# start of DATA PROVIDED
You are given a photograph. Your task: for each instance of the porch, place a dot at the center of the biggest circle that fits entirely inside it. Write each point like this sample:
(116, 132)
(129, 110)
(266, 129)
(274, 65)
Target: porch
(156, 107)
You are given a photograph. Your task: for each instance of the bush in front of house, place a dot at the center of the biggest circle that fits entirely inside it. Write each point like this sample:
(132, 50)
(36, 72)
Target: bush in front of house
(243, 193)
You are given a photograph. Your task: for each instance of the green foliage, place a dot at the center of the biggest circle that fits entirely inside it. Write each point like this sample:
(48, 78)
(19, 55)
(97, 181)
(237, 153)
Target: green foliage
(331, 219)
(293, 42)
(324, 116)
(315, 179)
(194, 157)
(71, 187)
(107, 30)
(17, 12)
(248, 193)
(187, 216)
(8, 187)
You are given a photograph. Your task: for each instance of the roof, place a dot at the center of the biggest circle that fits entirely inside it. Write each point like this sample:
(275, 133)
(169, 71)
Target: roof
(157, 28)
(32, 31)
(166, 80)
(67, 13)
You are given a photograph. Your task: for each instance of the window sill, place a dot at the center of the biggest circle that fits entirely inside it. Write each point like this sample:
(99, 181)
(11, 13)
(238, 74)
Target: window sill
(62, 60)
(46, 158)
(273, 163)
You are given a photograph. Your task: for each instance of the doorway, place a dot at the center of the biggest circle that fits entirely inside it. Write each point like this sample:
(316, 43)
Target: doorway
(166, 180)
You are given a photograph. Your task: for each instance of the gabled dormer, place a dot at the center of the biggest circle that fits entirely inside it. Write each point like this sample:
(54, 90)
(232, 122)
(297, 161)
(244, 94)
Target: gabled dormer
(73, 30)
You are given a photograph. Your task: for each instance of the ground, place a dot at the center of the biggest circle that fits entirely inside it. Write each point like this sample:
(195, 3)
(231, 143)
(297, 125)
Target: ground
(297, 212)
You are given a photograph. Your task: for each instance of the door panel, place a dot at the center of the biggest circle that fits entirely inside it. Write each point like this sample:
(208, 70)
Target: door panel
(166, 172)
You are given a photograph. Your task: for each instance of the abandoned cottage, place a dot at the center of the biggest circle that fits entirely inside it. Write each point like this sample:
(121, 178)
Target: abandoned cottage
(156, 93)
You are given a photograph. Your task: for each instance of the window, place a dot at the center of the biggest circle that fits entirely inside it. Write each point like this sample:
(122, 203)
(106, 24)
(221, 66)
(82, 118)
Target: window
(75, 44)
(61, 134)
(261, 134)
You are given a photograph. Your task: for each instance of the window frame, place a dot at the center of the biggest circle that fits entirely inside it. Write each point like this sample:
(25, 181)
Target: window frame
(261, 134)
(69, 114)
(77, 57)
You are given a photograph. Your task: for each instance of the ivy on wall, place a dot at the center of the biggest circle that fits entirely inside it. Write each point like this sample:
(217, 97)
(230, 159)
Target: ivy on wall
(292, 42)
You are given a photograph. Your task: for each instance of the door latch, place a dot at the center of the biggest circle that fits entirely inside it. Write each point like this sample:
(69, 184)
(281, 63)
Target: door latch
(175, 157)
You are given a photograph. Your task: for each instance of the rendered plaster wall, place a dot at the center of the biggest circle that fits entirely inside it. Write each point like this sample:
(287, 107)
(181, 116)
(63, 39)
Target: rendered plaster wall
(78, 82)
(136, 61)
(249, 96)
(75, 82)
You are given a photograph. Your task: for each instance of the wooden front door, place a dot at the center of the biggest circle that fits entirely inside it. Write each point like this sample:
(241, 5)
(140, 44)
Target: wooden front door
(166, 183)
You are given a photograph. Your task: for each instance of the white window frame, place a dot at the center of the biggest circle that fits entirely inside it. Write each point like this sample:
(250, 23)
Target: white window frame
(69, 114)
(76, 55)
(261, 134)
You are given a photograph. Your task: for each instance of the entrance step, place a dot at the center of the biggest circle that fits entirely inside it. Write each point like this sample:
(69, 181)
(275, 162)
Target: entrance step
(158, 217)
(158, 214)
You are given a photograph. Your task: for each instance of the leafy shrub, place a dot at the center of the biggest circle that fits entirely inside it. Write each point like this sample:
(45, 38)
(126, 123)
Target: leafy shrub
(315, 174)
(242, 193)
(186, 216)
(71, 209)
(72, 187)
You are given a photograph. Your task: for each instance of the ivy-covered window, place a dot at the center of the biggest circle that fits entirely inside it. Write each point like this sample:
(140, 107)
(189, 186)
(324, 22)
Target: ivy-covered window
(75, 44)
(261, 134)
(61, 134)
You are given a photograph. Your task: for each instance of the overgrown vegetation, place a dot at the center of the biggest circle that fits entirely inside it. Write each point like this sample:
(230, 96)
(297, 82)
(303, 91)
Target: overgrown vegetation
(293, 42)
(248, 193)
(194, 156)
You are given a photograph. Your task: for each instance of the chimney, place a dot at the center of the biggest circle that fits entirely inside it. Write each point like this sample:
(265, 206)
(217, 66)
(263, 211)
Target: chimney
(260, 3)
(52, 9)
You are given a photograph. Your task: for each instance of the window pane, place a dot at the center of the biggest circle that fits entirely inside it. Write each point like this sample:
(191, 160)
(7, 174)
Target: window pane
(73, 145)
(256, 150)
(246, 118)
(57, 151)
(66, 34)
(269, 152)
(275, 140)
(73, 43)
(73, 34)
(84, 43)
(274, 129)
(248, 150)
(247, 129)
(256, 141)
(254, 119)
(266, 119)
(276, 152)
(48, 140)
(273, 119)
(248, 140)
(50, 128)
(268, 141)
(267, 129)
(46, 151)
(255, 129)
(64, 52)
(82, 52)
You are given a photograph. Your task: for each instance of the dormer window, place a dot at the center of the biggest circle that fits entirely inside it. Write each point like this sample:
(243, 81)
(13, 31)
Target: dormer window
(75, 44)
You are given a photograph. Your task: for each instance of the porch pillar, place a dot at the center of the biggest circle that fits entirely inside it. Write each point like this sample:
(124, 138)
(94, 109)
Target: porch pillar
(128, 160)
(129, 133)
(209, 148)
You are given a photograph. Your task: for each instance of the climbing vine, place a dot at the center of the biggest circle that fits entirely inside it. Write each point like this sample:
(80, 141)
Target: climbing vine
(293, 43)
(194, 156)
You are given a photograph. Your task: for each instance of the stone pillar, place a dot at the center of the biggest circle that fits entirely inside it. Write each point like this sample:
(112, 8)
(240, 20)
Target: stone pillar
# end of DATA PROVIDED
PROBLEM REQUIREMENTS: Copy out all the entries shown above, character for character.

RESPONSE BELOW:
You are given a photograph. Your task: for each instance of the porch, place a dot at the center of the biggest circle that fits entirely inside it. Write each point like this sample:
(116, 132)
(129, 110)
(266, 129)
(274, 65)
Target: porch
(156, 107)
You are given a photograph. Your task: for each instance of the bush in front of house, place a dot at the center of the biggest circle that fits entirely inside it. Write each point like this sample:
(132, 50)
(36, 72)
Target: bush in front of house
(243, 193)
You are given a photograph. Your task: for each instance of the green foliage, place a dot at the center of the biggest circle that fits entirely inside it. Write each point like this sample:
(48, 78)
(19, 55)
(97, 181)
(237, 153)
Target: green foliage
(331, 219)
(293, 42)
(324, 116)
(315, 179)
(194, 157)
(71, 187)
(107, 30)
(17, 12)
(248, 193)
(187, 216)
(8, 187)
You are given a photograph. Your task: for each instance of the roof, place a dot at the center of the biggest circle that fits entirely inside it. Write each point like this sample:
(275, 133)
(169, 71)
Target: roof
(157, 28)
(32, 31)
(166, 80)
(67, 13)
You are given a photograph. Your task: for each instance of the window sill, place a dot at the center of the biggest circle that fits entirely inside it. Write each point like this sample:
(99, 181)
(11, 13)
(238, 74)
Target: window sill
(62, 60)
(46, 158)
(273, 163)
You are given a photograph. Your task: for each instance of the doorway, place a dot at the center of the biggest circle that fits entirely inside it. Write each point like this sample:
(316, 43)
Target: doorway
(166, 180)
You are given a photograph. Your task: for each instance of the gabled dormer, place a dot at the center of the biggest circle that fits entirely inside it. Write each point like this sample:
(54, 90)
(232, 122)
(297, 161)
(244, 94)
Target: gabled dormer
(73, 30)
You are given a photograph. Your task: for each instance of the ground, place a dot at the center of the biggest circle that fits entirely inside it. Write each point like this sample:
(195, 3)
(231, 143)
(297, 125)
Target: ground
(297, 212)
You are given a photograph. Your task: for each instance of the door panel, place a dot at the center of the biggest circle that fits entirely inside it. Write each point like this sample:
(208, 70)
Target: door panel
(166, 172)
You are given a photograph. Your task: for each instance of the abandoned cottage, place a dot at the center of the biggest circle that fits entirely inside it. Write each point like this sample:
(121, 178)
Target: abandoned cottage
(156, 93)
You are given a photograph. Your task: for each instance of the window, place a dot at the center of the biggest circle that fits entirely inside it. Write each point like this sample:
(122, 203)
(106, 24)
(221, 66)
(82, 118)
Target: window
(75, 44)
(61, 134)
(261, 134)
You are given a photograph. Your task: for each instance of the window frame, place a dot at the center of the biggest circle that fits entirely inside it. Write each point like this sample:
(25, 181)
Target: window frame
(261, 134)
(69, 114)
(77, 57)
You are given a photograph. Your task: for each instance of the ivy on wall, place a dot at the center of the biggest circle that fits entirely inside it. Write each point like this sample:
(217, 97)
(230, 159)
Target: ivy on wall
(292, 42)
You are given a photograph. Your task: for each instance of the door latch, place a dot at the center of the biggest circle that fits entirely inside it. Write each point like this sample:
(69, 184)
(281, 63)
Target: door latch
(175, 157)
You are given a photograph. Your task: for each instance of the rendered plaster wall, place a dot at the center of the biggest circle that fits entirely inside it. Write each point like this sample:
(287, 107)
(181, 116)
(63, 39)
Target: rendered plaster wall
(78, 82)
(136, 61)
(249, 96)
(75, 82)
You are given a photograph. Your task: for each instance of the wooden front door, place a dot at the center of the biggest circle that fits entirely inside it. Write each point like this sample:
(241, 5)
(140, 44)
Target: wooden front door
(166, 183)
You are given a photograph. Your task: for each instance of the white window frame, place a dot at the center of the biggest circle that fits entirely inside it. Write each point like this sample:
(250, 23)
Target: white window frame
(69, 114)
(76, 55)
(261, 134)
You are given a photograph. Your task: for each instance of the entrance step, place a dot at the center of the biggest circle that fits entirely inside it. Write each point like this sample:
(69, 181)
(275, 162)
Target: entrance step
(158, 217)
(158, 214)
You are given a photograph. Your task: for each instance of the leafy shrub, place a dot at the center of the biggest circle that fits entirely inside it. Write each point like this sample:
(45, 38)
(126, 123)
Target: leafy shrub
(315, 174)
(242, 193)
(186, 216)
(71, 209)
(72, 187)
You are given a photograph. Your task: for each instance of the ivy-covered window, place a dot at the center of the biggest circle that fits entirely inside it. Write each point like this sample:
(140, 107)
(189, 186)
(324, 22)
Target: ivy-covered window
(75, 44)
(261, 134)
(61, 134)
You are given a photograph. Your task: for each instance of the overgrown vegetation, place a dot at the center of the biggest circle that fits entirely inside it. Write each point like this sample:
(230, 96)
(297, 82)
(303, 91)
Target: overgrown vegetation
(293, 42)
(248, 193)
(194, 156)
You are given a photograph. Your task: for each instance of the chimney, place a dot at the center of the biggest circle that fits entirely inside it. Write each point like this sample:
(265, 206)
(217, 66)
(263, 211)
Target: chimney
(260, 3)
(52, 9)
You are given a photograph. Your task: for each instance of the window pane, place a dot at the center of the biggest circle that fits entirely inside it. Write each point like this sample:
(191, 160)
(7, 174)
Target: window pane
(73, 145)
(256, 150)
(246, 118)
(57, 151)
(66, 34)
(269, 152)
(275, 140)
(73, 43)
(73, 34)
(84, 43)
(274, 129)
(248, 150)
(247, 129)
(256, 141)
(254, 119)
(266, 119)
(276, 152)
(48, 140)
(273, 119)
(248, 140)
(50, 128)
(268, 141)
(267, 129)
(46, 151)
(255, 129)
(64, 52)
(82, 52)
You are given a photograph. Your task: for each instance of the dormer window, place a dot at the center of the biggest circle that fits entirely inside it. Write each point like this sample:
(243, 81)
(13, 31)
Target: dormer window
(75, 44)
You are given a photograph. Your task: for each instance of the porch pillar, place a dot at the center of the biggest circle that fits entirely inside it. Write each point like this sample:
(124, 138)
(94, 109)
Target: porch pillar
(128, 160)
(129, 133)
(209, 148)
You are given a photograph. Your task: for each instance of the climbing vine, place a dot at the center of the biggest circle that fits entirely inside it. Write each point like this sample:
(80, 141)
Target: climbing vine
(293, 43)
(194, 156)
You are given a photograph. Your task: for each instance of the stone pillar, place a dot at the center of the biggest circle that fits entirely inside it. Write each point like this sample:
(112, 8)
(240, 20)
Target: stone pillar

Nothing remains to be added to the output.